What you are asked to do:
The answer must consist of every line below containing "exact".

Input records:
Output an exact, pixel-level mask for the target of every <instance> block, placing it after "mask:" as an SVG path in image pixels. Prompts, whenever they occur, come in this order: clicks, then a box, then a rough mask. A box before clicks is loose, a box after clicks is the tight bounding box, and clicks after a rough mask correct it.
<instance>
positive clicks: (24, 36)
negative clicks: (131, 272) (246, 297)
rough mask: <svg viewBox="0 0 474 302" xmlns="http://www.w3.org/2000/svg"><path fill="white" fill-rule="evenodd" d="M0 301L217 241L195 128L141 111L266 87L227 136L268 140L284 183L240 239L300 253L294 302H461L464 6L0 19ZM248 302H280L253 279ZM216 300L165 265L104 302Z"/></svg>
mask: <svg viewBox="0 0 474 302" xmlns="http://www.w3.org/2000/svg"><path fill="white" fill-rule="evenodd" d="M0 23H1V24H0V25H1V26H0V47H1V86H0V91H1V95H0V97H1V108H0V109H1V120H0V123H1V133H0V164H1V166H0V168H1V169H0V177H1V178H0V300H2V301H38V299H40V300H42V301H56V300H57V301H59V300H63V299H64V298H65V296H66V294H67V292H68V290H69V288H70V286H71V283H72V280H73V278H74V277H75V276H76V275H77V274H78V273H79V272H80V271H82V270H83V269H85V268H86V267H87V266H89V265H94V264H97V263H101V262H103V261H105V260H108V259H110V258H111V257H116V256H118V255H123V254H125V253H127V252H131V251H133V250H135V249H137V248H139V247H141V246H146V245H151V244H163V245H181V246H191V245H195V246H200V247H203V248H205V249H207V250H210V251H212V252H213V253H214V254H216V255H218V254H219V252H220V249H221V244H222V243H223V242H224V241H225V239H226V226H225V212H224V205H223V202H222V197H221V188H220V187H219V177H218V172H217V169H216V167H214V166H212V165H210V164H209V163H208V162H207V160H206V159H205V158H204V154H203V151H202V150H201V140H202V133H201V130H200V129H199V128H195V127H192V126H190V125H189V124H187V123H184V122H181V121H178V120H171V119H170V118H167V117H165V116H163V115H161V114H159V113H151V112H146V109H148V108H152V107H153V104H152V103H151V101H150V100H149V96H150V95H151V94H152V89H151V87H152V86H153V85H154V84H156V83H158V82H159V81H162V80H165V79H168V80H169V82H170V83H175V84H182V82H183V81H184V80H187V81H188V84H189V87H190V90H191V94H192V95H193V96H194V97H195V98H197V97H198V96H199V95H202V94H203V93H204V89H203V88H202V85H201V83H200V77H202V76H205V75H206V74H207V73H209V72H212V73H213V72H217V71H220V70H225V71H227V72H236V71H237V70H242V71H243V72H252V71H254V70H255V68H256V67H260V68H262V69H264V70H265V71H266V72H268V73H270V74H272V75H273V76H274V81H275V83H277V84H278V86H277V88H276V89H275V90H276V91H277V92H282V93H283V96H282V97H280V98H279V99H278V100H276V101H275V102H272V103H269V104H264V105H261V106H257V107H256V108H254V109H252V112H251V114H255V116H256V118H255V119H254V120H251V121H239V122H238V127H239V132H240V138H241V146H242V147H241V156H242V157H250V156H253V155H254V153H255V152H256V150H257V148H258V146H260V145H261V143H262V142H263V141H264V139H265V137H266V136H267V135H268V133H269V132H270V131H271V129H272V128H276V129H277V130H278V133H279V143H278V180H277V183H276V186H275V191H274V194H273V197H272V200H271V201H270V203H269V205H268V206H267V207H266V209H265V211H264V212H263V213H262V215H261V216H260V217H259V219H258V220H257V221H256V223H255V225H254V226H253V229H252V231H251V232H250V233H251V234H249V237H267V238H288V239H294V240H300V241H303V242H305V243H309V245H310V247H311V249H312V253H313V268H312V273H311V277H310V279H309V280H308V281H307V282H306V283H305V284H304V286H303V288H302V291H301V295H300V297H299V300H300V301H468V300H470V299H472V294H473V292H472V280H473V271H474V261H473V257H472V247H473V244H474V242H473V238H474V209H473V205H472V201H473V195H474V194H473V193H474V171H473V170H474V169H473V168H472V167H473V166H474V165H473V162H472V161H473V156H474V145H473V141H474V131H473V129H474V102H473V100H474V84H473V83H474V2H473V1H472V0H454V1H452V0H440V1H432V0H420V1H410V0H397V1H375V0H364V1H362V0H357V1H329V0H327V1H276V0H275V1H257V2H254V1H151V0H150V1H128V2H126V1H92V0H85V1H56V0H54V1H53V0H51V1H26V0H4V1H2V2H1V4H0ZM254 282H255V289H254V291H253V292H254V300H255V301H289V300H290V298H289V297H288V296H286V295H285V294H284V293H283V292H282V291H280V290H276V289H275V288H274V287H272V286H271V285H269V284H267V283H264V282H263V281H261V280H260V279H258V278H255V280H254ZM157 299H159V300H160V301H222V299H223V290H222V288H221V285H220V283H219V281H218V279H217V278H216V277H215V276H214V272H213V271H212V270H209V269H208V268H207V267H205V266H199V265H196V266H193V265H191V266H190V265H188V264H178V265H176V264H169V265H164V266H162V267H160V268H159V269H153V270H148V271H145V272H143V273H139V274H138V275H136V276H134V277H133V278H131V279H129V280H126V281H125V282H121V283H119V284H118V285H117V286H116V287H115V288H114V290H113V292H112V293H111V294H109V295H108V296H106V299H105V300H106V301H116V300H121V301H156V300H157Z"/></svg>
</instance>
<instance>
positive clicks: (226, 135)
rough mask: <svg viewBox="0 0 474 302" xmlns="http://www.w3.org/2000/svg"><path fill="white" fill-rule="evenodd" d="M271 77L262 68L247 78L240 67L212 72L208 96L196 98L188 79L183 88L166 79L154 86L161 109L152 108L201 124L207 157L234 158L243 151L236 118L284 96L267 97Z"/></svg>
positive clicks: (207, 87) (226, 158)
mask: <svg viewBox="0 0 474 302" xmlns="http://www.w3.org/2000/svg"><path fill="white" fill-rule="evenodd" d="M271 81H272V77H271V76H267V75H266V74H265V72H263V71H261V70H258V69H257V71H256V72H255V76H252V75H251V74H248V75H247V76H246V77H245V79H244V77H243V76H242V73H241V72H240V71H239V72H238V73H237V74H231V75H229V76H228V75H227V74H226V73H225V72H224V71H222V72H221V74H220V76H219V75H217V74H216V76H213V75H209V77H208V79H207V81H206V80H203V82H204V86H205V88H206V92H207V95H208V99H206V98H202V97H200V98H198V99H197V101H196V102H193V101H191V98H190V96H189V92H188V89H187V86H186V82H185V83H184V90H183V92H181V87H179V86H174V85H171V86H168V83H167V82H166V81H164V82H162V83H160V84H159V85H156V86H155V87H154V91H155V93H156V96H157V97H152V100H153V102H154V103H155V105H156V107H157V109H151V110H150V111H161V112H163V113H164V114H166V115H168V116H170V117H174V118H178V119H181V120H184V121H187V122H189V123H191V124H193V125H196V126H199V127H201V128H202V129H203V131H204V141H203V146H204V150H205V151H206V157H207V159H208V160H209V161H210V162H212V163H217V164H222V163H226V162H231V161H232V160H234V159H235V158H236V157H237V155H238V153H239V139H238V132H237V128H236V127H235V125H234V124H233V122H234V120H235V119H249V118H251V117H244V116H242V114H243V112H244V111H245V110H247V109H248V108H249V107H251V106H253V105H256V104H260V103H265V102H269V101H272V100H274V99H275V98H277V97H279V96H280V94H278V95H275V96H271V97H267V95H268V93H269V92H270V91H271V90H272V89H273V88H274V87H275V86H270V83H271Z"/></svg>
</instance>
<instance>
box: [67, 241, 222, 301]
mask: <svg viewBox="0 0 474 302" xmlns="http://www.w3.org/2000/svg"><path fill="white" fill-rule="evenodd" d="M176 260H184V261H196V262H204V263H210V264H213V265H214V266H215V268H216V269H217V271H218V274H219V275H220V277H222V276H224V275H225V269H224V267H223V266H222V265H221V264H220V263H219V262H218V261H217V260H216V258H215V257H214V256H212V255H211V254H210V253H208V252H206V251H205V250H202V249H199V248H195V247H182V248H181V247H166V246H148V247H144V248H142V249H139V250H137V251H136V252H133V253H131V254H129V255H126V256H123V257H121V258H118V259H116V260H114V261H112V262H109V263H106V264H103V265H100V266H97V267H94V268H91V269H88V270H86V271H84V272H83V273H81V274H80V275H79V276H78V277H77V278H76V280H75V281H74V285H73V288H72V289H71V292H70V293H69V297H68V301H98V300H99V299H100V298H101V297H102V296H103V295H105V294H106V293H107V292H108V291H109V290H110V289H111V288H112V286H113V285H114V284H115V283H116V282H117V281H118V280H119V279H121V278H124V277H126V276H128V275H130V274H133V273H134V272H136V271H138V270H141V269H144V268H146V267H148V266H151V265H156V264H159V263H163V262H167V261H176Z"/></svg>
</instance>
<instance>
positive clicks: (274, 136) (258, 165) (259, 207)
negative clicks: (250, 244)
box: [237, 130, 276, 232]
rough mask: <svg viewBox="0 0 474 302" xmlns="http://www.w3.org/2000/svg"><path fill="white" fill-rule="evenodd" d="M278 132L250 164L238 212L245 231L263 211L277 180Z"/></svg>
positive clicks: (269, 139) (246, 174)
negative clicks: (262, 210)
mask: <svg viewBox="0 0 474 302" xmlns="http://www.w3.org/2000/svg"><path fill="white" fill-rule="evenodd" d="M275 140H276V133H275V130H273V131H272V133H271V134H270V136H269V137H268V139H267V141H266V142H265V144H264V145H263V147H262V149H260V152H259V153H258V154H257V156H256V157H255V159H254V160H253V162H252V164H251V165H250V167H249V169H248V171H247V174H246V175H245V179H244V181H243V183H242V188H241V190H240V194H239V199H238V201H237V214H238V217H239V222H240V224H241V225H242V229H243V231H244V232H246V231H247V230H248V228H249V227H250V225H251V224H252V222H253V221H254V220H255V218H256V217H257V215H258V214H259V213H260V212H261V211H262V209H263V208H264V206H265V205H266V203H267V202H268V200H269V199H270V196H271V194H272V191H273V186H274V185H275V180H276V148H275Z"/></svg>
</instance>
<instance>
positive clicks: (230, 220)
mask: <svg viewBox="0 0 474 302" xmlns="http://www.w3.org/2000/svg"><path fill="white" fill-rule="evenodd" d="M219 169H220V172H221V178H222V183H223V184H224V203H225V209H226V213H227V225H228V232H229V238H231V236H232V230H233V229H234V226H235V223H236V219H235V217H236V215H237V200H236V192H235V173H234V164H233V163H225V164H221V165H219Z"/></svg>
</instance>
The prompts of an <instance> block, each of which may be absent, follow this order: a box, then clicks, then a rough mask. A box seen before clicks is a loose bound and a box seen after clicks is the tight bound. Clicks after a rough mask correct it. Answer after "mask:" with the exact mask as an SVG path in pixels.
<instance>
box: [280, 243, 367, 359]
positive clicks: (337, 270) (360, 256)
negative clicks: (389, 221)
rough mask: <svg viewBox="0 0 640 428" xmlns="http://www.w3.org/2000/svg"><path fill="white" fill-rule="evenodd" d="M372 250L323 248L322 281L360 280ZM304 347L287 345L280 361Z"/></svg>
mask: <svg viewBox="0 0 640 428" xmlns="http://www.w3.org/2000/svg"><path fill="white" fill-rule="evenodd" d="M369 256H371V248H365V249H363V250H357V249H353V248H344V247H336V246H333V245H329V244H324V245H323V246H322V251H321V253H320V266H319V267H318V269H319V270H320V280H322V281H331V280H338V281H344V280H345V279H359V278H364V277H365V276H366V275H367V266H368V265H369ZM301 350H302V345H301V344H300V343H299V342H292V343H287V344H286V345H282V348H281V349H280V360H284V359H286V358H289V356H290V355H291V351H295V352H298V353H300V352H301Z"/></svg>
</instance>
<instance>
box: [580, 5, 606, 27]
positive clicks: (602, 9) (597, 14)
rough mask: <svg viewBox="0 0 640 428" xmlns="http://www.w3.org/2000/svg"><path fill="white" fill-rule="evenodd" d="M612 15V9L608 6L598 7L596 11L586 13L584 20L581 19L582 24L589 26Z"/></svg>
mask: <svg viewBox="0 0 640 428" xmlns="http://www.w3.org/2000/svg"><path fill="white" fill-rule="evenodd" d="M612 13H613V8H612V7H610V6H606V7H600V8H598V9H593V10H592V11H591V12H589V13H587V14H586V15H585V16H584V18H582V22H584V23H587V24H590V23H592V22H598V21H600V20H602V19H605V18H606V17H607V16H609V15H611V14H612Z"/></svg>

Exercise output:
Output an exact, pixel-level mask for the target of every <instance> block, placing it after "mask:" as an SVG path in image pixels. Prompts, whenever they occur, come in this order: clicks, then a box, then a rough mask. A box before clicks is loose, a box after clicks is the tight bounding box, and clicks after a rough mask correct it.
The prompts of an <instance> block, each of which may be absent, follow this order: a box, then clicks, then a rough mask. A box seen before clicks is a loose bound and a box seen after clicks is the tight bound. Clicks after a rough mask correct it. Answer after "mask:" with the exact mask as an SVG path in pixels.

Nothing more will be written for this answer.